▶ [TASK TO CARRY OUT] Return the lines from the one containing "body: indicate the dealership" to the end of the material, both end lines included, exactly and with nothing else.

Content starts

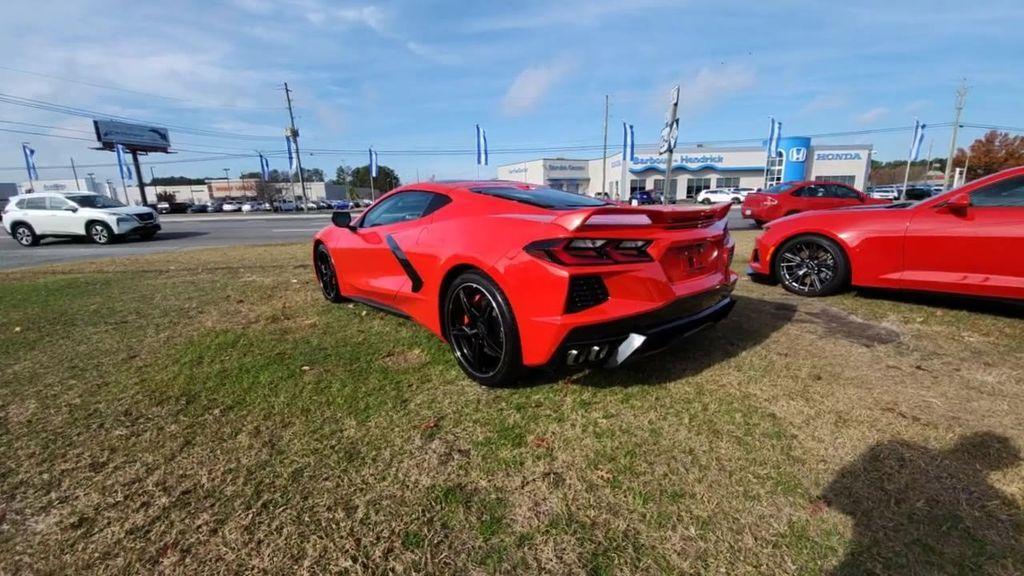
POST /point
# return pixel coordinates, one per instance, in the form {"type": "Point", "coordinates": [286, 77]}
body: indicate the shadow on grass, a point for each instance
{"type": "Point", "coordinates": [1008, 309]}
{"type": "Point", "coordinates": [752, 322]}
{"type": "Point", "coordinates": [921, 510]}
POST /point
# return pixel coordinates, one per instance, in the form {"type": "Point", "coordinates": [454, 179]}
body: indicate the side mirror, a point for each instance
{"type": "Point", "coordinates": [958, 203]}
{"type": "Point", "coordinates": [341, 219]}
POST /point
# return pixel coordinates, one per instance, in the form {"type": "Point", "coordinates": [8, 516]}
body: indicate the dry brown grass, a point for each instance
{"type": "Point", "coordinates": [209, 412]}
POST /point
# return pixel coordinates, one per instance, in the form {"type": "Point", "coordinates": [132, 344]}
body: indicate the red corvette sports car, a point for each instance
{"type": "Point", "coordinates": [792, 198]}
{"type": "Point", "coordinates": [515, 276]}
{"type": "Point", "coordinates": [967, 241]}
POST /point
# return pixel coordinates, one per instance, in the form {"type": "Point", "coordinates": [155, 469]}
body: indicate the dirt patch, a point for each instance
{"type": "Point", "coordinates": [404, 359]}
{"type": "Point", "coordinates": [849, 327]}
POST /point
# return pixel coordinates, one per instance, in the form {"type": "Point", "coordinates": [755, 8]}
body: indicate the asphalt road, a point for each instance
{"type": "Point", "coordinates": [190, 232]}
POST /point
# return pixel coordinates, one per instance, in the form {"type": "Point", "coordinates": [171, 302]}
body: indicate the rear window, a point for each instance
{"type": "Point", "coordinates": [782, 188]}
{"type": "Point", "coordinates": [543, 197]}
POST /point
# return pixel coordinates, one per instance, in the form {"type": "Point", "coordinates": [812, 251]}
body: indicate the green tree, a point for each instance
{"type": "Point", "coordinates": [989, 154]}
{"type": "Point", "coordinates": [386, 179]}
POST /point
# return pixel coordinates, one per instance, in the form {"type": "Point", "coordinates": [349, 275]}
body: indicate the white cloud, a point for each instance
{"type": "Point", "coordinates": [713, 84]}
{"type": "Point", "coordinates": [530, 85]}
{"type": "Point", "coordinates": [824, 103]}
{"type": "Point", "coordinates": [872, 116]}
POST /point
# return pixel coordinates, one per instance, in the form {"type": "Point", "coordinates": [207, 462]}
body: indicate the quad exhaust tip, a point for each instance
{"type": "Point", "coordinates": [579, 357]}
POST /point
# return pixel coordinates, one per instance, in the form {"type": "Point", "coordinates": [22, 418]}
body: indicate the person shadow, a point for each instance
{"type": "Point", "coordinates": [921, 510]}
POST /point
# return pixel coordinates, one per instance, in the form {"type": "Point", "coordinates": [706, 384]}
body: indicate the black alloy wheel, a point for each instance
{"type": "Point", "coordinates": [481, 330]}
{"type": "Point", "coordinates": [25, 236]}
{"type": "Point", "coordinates": [326, 276]}
{"type": "Point", "coordinates": [811, 265]}
{"type": "Point", "coordinates": [99, 233]}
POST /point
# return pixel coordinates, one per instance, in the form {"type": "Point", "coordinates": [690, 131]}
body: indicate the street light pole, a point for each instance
{"type": "Point", "coordinates": [961, 97]}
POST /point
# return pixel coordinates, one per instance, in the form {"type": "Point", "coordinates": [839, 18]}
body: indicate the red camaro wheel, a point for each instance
{"type": "Point", "coordinates": [811, 265]}
{"type": "Point", "coordinates": [481, 330]}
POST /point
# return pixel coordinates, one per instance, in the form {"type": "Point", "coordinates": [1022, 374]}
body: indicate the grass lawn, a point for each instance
{"type": "Point", "coordinates": [209, 412]}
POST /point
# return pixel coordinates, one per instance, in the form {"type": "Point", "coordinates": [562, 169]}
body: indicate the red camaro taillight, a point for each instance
{"type": "Point", "coordinates": [590, 251]}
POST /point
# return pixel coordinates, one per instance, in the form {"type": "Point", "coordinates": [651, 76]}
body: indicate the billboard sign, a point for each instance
{"type": "Point", "coordinates": [132, 136]}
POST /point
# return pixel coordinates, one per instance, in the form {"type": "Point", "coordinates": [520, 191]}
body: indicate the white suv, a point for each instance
{"type": "Point", "coordinates": [29, 217]}
{"type": "Point", "coordinates": [721, 195]}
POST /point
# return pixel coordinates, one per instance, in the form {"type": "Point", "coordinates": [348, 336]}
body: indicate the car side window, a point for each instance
{"type": "Point", "coordinates": [35, 204]}
{"type": "Point", "coordinates": [837, 191]}
{"type": "Point", "coordinates": [403, 207]}
{"type": "Point", "coordinates": [56, 203]}
{"type": "Point", "coordinates": [1009, 193]}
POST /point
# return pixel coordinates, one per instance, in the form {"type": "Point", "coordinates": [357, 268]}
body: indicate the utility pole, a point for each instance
{"type": "Point", "coordinates": [961, 98]}
{"type": "Point", "coordinates": [293, 133]}
{"type": "Point", "coordinates": [604, 155]}
{"type": "Point", "coordinates": [75, 171]}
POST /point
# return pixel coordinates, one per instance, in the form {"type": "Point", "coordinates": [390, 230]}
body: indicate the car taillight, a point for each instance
{"type": "Point", "coordinates": [590, 251]}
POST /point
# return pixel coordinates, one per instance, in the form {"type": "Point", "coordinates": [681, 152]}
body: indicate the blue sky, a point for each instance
{"type": "Point", "coordinates": [419, 75]}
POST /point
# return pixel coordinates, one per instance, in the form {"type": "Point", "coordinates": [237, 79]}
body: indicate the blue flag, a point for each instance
{"type": "Point", "coordinates": [629, 146]}
{"type": "Point", "coordinates": [481, 147]}
{"type": "Point", "coordinates": [291, 157]}
{"type": "Point", "coordinates": [919, 137]}
{"type": "Point", "coordinates": [30, 162]}
{"type": "Point", "coordinates": [264, 167]}
{"type": "Point", "coordinates": [774, 132]}
{"type": "Point", "coordinates": [123, 166]}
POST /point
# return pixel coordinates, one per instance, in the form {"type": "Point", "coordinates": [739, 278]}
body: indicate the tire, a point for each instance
{"type": "Point", "coordinates": [480, 328]}
{"type": "Point", "coordinates": [811, 265]}
{"type": "Point", "coordinates": [99, 233]}
{"type": "Point", "coordinates": [24, 235]}
{"type": "Point", "coordinates": [327, 277]}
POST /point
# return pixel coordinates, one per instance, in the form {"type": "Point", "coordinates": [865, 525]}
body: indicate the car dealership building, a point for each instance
{"type": "Point", "coordinates": [698, 168]}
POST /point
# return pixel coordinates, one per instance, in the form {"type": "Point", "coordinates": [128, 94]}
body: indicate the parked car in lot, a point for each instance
{"type": "Point", "coordinates": [967, 241]}
{"type": "Point", "coordinates": [792, 198]}
{"type": "Point", "coordinates": [645, 197]}
{"type": "Point", "coordinates": [721, 195]}
{"type": "Point", "coordinates": [617, 280]}
{"type": "Point", "coordinates": [31, 217]}
{"type": "Point", "coordinates": [884, 193]}
{"type": "Point", "coordinates": [915, 194]}
{"type": "Point", "coordinates": [285, 205]}
{"type": "Point", "coordinates": [173, 207]}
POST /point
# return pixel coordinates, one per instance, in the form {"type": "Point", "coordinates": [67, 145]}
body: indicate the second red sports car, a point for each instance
{"type": "Point", "coordinates": [967, 241]}
{"type": "Point", "coordinates": [515, 276]}
{"type": "Point", "coordinates": [792, 198]}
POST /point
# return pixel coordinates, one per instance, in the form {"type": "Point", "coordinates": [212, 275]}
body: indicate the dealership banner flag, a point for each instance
{"type": "Point", "coordinates": [292, 166]}
{"type": "Point", "coordinates": [481, 147]}
{"type": "Point", "coordinates": [774, 132]}
{"type": "Point", "coordinates": [30, 161]}
{"type": "Point", "coordinates": [123, 166]}
{"type": "Point", "coordinates": [629, 144]}
{"type": "Point", "coordinates": [919, 137]}
{"type": "Point", "coordinates": [264, 167]}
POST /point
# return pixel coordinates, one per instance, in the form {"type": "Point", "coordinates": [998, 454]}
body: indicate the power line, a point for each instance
{"type": "Point", "coordinates": [136, 92]}
{"type": "Point", "coordinates": [84, 113]}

Content ends

▶ [FINISHED EXERCISE]
body: indicate the dealership banner flag, a point for each instance
{"type": "Point", "coordinates": [292, 166]}
{"type": "Point", "coordinates": [481, 147]}
{"type": "Point", "coordinates": [774, 132]}
{"type": "Point", "coordinates": [30, 161]}
{"type": "Point", "coordinates": [123, 166]}
{"type": "Point", "coordinates": [629, 144]}
{"type": "Point", "coordinates": [919, 137]}
{"type": "Point", "coordinates": [264, 167]}
POST /point
# return pixel coordinates, one per instance, in the form {"type": "Point", "coordinates": [998, 454]}
body: indicate the power line, a point for each instance
{"type": "Point", "coordinates": [136, 92]}
{"type": "Point", "coordinates": [84, 113]}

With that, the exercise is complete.